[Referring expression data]
★ ★ ★ ★
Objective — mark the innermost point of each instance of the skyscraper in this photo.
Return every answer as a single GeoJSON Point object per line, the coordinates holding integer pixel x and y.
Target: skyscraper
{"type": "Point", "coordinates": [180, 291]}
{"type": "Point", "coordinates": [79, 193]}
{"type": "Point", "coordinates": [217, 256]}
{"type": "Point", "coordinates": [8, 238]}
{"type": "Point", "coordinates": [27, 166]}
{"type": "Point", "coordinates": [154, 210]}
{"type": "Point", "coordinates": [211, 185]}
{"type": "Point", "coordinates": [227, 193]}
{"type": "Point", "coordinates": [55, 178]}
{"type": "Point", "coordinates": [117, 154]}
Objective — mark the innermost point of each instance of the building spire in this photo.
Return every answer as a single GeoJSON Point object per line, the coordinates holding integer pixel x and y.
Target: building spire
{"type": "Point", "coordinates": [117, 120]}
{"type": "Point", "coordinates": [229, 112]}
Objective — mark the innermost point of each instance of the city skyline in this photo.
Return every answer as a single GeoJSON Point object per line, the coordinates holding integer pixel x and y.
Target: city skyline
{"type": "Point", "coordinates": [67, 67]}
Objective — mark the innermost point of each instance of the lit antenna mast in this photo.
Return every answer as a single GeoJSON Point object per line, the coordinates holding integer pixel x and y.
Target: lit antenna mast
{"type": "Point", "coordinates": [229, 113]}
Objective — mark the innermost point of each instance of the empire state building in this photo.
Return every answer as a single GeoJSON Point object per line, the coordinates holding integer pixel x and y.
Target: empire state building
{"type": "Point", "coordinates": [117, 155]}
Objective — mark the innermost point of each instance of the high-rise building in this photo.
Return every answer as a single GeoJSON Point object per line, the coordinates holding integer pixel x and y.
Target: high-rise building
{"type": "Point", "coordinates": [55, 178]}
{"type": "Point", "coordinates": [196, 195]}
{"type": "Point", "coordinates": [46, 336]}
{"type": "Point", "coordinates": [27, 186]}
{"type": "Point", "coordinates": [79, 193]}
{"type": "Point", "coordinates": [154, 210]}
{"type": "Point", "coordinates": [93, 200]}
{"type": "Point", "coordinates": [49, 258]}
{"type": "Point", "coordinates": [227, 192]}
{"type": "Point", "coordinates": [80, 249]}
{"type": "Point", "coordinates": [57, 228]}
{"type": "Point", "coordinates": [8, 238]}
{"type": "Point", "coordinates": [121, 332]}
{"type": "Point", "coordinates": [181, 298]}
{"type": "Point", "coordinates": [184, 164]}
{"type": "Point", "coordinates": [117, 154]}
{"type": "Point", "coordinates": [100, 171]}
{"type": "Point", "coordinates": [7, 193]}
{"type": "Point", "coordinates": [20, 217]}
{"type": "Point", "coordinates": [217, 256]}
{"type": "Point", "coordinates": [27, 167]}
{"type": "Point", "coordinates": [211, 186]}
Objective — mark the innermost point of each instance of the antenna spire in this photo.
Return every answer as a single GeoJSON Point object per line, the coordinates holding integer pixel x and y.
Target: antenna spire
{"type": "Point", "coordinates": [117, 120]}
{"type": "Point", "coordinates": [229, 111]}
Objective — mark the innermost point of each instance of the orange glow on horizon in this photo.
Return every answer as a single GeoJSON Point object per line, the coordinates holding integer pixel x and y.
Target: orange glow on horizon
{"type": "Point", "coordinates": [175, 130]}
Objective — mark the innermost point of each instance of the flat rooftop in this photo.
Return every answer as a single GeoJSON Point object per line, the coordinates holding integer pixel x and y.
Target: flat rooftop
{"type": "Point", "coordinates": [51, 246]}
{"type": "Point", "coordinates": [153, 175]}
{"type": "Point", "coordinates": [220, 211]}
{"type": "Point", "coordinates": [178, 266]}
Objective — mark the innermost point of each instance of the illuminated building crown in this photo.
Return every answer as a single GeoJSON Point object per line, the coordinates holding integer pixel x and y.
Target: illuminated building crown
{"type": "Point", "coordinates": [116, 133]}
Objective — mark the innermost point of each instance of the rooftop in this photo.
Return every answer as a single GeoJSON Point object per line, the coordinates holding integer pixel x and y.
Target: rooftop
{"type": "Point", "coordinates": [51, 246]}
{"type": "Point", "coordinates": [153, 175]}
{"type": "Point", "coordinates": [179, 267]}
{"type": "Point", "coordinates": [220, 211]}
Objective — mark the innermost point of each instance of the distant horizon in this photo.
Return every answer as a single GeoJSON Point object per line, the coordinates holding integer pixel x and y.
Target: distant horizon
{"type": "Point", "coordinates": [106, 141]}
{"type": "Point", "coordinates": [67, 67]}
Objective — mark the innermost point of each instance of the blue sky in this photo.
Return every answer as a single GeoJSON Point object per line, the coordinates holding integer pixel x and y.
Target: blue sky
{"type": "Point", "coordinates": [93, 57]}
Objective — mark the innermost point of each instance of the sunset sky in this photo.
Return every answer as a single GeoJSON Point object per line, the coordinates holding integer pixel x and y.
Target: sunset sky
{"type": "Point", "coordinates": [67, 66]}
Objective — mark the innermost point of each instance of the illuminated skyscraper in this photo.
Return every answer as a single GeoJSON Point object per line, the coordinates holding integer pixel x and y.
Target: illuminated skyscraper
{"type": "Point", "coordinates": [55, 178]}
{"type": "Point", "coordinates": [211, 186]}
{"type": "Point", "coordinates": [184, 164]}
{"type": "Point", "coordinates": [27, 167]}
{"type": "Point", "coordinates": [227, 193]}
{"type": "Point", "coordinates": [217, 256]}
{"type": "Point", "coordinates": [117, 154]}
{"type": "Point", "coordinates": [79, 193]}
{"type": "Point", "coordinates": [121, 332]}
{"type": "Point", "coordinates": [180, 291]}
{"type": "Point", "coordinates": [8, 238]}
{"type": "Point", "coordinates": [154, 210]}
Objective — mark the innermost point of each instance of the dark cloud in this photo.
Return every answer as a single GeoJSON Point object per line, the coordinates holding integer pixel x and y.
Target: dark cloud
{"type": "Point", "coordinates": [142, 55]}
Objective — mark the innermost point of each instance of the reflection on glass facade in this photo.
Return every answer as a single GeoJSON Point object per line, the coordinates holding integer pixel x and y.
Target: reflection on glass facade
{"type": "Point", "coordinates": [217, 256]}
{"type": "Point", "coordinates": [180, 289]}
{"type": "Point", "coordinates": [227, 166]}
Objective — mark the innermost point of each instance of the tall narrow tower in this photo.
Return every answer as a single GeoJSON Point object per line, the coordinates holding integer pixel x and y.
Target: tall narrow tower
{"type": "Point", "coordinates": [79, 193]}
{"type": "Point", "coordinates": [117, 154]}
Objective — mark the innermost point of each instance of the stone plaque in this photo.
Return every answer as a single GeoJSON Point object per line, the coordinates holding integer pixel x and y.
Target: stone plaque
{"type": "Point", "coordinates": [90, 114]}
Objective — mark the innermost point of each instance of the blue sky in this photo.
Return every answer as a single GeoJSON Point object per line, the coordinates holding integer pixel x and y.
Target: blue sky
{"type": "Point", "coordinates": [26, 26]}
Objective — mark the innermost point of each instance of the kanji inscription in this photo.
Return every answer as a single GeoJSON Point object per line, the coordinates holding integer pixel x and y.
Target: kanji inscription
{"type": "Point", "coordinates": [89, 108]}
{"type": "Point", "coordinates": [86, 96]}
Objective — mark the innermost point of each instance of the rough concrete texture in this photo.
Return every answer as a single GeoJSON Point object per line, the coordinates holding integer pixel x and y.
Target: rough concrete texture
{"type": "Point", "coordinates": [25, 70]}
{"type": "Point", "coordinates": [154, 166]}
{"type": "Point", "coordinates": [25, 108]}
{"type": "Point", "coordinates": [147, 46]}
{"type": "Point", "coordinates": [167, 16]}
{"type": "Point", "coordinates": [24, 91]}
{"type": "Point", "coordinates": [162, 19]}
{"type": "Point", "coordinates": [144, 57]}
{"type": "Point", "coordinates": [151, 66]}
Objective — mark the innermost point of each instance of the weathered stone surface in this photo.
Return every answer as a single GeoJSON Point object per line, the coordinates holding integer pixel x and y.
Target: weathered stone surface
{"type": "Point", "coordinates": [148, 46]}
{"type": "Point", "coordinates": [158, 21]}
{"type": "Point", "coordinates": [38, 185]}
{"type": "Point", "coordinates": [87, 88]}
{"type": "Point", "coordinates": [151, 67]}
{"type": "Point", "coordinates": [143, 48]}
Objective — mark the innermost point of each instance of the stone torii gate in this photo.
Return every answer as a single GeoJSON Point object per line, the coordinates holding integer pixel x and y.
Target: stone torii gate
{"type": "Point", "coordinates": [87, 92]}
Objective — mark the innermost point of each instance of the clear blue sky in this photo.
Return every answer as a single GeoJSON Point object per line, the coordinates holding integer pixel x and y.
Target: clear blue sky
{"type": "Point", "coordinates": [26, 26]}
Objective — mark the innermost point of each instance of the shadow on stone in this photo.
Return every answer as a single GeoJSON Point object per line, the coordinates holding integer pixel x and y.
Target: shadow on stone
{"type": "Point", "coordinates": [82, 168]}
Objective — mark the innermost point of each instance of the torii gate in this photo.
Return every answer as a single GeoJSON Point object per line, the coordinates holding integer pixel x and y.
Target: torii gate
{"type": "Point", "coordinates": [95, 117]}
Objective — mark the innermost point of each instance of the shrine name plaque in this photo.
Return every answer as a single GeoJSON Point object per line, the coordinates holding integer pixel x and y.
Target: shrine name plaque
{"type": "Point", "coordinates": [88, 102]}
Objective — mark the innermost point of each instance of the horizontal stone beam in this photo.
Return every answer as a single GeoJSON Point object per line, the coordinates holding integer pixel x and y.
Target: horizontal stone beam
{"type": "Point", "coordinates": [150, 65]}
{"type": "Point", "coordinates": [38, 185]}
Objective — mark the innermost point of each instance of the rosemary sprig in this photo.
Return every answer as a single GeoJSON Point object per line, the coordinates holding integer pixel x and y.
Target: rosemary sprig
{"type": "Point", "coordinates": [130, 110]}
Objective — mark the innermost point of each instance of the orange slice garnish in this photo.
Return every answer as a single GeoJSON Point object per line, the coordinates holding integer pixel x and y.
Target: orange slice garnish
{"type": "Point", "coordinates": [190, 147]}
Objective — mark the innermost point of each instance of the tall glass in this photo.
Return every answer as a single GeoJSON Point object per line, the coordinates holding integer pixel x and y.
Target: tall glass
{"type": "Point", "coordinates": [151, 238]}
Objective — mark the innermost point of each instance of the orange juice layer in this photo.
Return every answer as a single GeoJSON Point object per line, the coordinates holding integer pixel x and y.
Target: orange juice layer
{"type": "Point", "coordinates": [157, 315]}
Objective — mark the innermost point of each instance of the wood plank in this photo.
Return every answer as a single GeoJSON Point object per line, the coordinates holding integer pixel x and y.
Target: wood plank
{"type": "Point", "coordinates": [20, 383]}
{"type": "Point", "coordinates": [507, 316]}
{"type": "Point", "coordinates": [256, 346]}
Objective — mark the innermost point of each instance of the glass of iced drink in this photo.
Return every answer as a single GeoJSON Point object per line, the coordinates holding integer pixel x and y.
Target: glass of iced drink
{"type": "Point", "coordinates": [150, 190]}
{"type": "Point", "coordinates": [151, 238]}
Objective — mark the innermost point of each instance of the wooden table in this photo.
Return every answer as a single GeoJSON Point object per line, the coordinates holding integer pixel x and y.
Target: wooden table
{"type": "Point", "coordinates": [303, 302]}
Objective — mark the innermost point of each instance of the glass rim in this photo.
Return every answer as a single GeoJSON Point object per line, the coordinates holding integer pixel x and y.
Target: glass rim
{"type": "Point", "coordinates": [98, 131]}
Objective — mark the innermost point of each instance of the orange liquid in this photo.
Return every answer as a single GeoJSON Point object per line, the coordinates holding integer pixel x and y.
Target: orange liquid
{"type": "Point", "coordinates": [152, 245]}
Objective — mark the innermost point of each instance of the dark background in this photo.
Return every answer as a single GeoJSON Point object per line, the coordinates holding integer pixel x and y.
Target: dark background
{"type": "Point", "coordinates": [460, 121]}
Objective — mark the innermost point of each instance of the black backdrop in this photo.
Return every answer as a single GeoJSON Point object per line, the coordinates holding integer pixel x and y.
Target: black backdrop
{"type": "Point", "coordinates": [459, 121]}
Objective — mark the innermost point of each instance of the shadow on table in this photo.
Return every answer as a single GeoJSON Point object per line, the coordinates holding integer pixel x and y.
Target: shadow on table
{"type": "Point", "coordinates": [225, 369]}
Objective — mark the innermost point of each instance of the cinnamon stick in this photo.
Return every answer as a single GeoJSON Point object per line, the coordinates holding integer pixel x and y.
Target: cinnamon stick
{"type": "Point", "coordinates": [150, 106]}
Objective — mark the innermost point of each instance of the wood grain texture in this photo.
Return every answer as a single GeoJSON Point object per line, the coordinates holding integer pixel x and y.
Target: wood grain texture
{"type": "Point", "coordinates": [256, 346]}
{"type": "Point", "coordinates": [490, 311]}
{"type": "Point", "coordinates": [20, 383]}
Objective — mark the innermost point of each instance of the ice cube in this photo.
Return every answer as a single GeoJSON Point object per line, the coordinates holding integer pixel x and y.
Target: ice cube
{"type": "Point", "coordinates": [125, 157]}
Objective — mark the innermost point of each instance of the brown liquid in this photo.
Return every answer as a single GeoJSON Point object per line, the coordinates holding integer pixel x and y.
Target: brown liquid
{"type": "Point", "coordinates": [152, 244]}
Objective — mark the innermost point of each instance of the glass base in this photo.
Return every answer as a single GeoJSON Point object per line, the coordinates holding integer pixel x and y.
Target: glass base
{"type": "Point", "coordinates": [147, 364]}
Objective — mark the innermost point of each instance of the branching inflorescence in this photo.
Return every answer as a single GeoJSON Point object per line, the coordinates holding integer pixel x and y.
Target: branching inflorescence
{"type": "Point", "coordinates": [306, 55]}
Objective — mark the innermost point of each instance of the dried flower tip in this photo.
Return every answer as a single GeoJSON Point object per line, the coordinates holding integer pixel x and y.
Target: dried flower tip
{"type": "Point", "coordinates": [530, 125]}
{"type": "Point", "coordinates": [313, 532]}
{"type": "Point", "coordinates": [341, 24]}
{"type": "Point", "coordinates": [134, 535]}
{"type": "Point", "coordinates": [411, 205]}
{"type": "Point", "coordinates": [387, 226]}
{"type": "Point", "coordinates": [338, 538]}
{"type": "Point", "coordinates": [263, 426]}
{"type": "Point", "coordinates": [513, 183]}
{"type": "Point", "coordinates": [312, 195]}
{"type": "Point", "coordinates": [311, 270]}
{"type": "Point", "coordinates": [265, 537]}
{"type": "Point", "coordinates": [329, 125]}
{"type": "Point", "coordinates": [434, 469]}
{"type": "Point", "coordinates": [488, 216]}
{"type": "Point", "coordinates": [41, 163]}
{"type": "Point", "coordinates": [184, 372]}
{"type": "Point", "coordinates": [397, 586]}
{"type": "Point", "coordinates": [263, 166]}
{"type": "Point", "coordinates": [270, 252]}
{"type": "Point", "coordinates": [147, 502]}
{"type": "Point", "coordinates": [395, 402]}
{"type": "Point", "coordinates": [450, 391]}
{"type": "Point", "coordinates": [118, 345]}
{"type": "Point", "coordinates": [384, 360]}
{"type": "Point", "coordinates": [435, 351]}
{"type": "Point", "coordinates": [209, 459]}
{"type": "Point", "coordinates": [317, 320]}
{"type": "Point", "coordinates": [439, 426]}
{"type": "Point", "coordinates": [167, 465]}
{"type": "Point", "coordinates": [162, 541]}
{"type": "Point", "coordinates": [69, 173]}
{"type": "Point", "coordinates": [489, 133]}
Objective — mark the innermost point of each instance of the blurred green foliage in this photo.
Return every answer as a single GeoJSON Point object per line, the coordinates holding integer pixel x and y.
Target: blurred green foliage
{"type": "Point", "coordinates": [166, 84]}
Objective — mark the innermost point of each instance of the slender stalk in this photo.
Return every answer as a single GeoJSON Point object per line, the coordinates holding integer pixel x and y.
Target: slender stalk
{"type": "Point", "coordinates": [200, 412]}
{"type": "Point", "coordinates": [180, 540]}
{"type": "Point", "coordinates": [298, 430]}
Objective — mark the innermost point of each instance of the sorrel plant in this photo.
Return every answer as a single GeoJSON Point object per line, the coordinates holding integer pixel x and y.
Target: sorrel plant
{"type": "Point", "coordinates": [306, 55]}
★ ★ ★ ★
» PROBLEM REQUIREMENTS
Restate word for word the lines of the data above, starting at the line containing "illuminated skyscraper in this photo." and ending at the line containing "cloud in this photo.", both included, and nothing more.

» ANSWER BOX
Objective — mark the innermost point of each instance of the illuminated skyscraper in this photo.
Return every answer as a single GeoJSON Point object per line, the coordinates holding integer pixel x and y.
Target: illuminated skyscraper
{"type": "Point", "coordinates": [55, 178]}
{"type": "Point", "coordinates": [211, 186]}
{"type": "Point", "coordinates": [184, 164]}
{"type": "Point", "coordinates": [27, 167]}
{"type": "Point", "coordinates": [227, 193]}
{"type": "Point", "coordinates": [217, 256]}
{"type": "Point", "coordinates": [117, 154]}
{"type": "Point", "coordinates": [79, 193]}
{"type": "Point", "coordinates": [121, 332]}
{"type": "Point", "coordinates": [180, 291]}
{"type": "Point", "coordinates": [8, 238]}
{"type": "Point", "coordinates": [154, 210]}
Objective — mark the innermost point of each instance of the dark cloud in this photo.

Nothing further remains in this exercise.